__WHAT NEEDS TO BE DONE__: Go through the listing and set it down exactly, leaving out its pictures.

__SUPPLIED MATERIAL__:
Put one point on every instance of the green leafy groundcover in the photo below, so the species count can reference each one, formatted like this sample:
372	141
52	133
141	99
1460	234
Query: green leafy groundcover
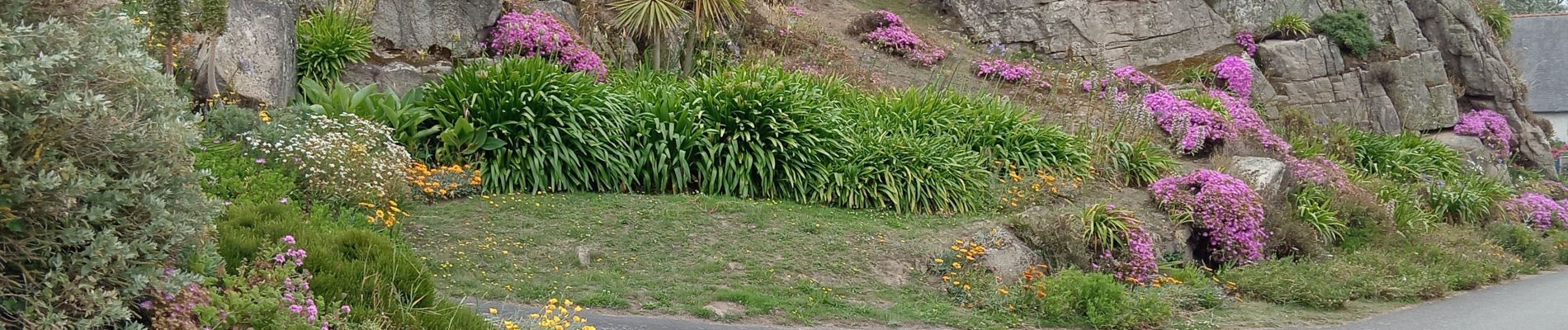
752	130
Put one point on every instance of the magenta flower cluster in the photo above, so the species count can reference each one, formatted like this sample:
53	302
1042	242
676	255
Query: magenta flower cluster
1247	41
1238	75
1489	125
1538	210
1010	73
1225	210
894	36
1181	118
541	35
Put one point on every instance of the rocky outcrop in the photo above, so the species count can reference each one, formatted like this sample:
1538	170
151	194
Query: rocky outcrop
256	55
1443	57
1137	33
458	27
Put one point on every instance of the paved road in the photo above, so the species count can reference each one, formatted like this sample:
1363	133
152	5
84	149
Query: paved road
1531	304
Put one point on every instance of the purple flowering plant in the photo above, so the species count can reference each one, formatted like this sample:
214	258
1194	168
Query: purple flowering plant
1223	209
541	35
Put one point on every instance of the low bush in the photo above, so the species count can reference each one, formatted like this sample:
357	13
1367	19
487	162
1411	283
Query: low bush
331	40
239	179
533	127
383	284
97	193
338	158
1350	29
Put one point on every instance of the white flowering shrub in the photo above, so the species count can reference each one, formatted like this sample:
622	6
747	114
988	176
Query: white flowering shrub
342	158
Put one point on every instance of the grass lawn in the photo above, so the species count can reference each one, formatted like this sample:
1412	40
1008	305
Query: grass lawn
676	254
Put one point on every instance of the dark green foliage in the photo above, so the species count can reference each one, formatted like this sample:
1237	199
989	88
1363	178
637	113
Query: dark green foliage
1350	29
380	280
239	179
331	40
1289	26
770	132
1141	162
1405	157
907	172
533	125
97	195
1498	19
1468	199
226	122
1413	268
993	127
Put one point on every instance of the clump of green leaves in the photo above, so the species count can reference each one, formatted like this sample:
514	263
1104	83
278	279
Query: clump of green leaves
329	40
1291	26
1350	29
1498	19
533	125
97	193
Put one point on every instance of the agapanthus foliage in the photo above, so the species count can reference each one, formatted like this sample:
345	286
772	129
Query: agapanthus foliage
1010	73
1489	125
1538	210
890	33
1223	209
1183	118
541	35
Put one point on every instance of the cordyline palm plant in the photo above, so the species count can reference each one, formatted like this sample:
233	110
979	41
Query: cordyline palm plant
654	19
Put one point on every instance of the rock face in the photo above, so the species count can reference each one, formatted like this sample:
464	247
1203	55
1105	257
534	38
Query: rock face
1137	33
256	57
1476	153
454	26
1266	176
1442	59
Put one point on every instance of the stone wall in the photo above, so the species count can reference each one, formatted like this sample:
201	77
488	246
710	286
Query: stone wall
1442	59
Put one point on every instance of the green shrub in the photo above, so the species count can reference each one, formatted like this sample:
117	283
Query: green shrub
1142	162
907	172
239	179
1291	26
1095	299
1523	241
1315	205
331	40
1350	29
226	122
993	127
381	282
1468	199
1498	19
338	158
768	132
409	120
1405	157
533	127
97	195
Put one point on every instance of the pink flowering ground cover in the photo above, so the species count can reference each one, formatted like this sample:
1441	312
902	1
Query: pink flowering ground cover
541	35
1223	209
894	36
1010	73
1489	125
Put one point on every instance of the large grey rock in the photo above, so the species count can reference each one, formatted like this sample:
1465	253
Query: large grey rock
562	10
399	77
1477	155
1266	176
1005	255
256	55
455	26
1137	33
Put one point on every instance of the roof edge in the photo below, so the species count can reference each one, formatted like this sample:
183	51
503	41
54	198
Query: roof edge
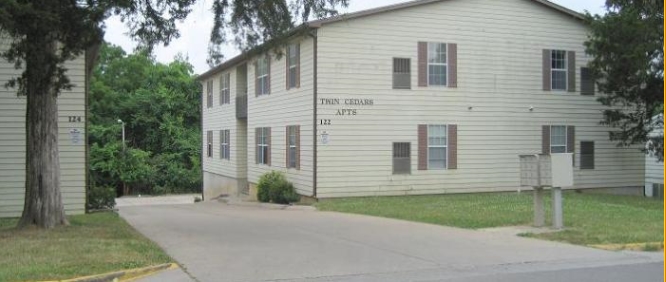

__PROBLEM SOLUTION__:
Put one point on every instance of the green leafy groundcover in the photo below, so the species count can reference each one, formatted like this sample:
372	141
52	133
141	99
1460	234
Query: green leafy groundcover
752	130
Put one point on every instance of the magenta flower cluster in the photo above, so the species count can reference each one, formatted like this sample:
53	302
1042	242
676	255
Query: magenta flower cluster
1247	41
1238	75
1489	125
1538	210
1010	73
1225	210
894	36
1181	118
541	35
Put one point on every instance of the rocky outcrop in the photo above, so the species count can reference each one, formatted like this sample:
1538	170
151	194
Query: rocky outcrop
256	55
1443	57
1137	33
458	27
Put one point on every instance of the paved road in the photo above, so the species count can reference each one, formatted like this sample:
1363	133
152	5
84	149
Query: paved road
1531	304
Put one point on every instance of the purple flowering plant in the photo above, so the species count can reference each one, formatted like this sample:
214	258
1194	168
Query: purple flowering plant
1223	209
541	35
Put one point on every instance of the low bush in the photo above, so the species count can reference each one, formatted like this sample:
357	13
1367	19
487	162
1411	283
Query: low bush
331	40
239	179
533	127
383	284
97	193
338	158
1350	29
Put one point on every instance of the white flowering shrub in the photo above, so the species count can reference each one, formatted like this sample:
622	6
747	114
988	176
Query: white flowering shrub
342	158
Put one point on every instance of the grass lawn in the photo above, so the species count can reference each one, formatted like this sample:
1412	40
1008	305
Query: grass lawn
676	254
Put one point on every instance of the dark green foliage in the photo above, so the species count can reference each one, formatted like this sample:
1237	199
989	88
1363	178
637	113
Query: dark green foliage
1350	29
380	280
239	179
331	40
1289	26
770	132
1141	162
1405	157
907	172
533	125
97	195
1498	19
1468	199
226	122
1413	268
993	127
Put one point on every instance of the clump of green leaves in the photo above, so the species count can reference each one, formatted like this sample:
514	263
1104	83
278	279
Query: clump of green leaves
329	40
1291	26
1350	29
1498	19
533	125
97	193
Put one point on every instance of the agapanthus foliage in the photo above, so the species count can reference each one, formatted like this sample:
345	286
772	129
Query: agapanthus foliage
1010	73
1489	125
1538	210
890	33
1223	209
1183	118
541	35
Put one point on every instance of the cordyline palm plant in the photo above, so the species count can reference each one, formatted like this sample:
233	110
979	41
Query: cordyline palm plant
654	19
Put one point on every instance of the rock face in the photo above, so the species count can reference each one, formatted like this sample:
464	247
1203	55
1105	257
534	38
Query: rock face
1137	33
256	57
1476	153
454	26
1266	176
1442	59
Put one point on every instance of the stone wall in the photo above, so the species count can reference each one, formatted like this sample:
201	77
488	246
710	286
Query: stone wall
1442	59
Put one point on every instance of the green shrub in the photo above, so the species count can reference each one, formatted like this sample:
117	283
Query: green shrub
1142	162
907	172
239	179
1291	26
1095	299
1523	241
1315	205
331	40
1350	29
226	122
993	127
381	282
1468	199
1498	19
338	158
768	132
409	120
1405	157
533	127
97	195
Put one point on every instance of the pink flowering ground cover in the photo above, so the species count can reference each one, formatted like this sample:
1441	312
902	1
Query: pink flowering ground cover
541	35
1223	209
894	36
1010	73
1489	125
Put one point on every instance of the large grey rock in the photo above, so the species count can reference each one, formatted like this sample:
1465	253
Query: large grey rock
562	10
399	77
1477	155
1266	176
1005	255
256	55
455	26
1137	33
Put one point on every instance of the roof edge in the photo below, so the species count can reference each one, formatted like this sample:
183	51
503	41
54	198
Query: roof edge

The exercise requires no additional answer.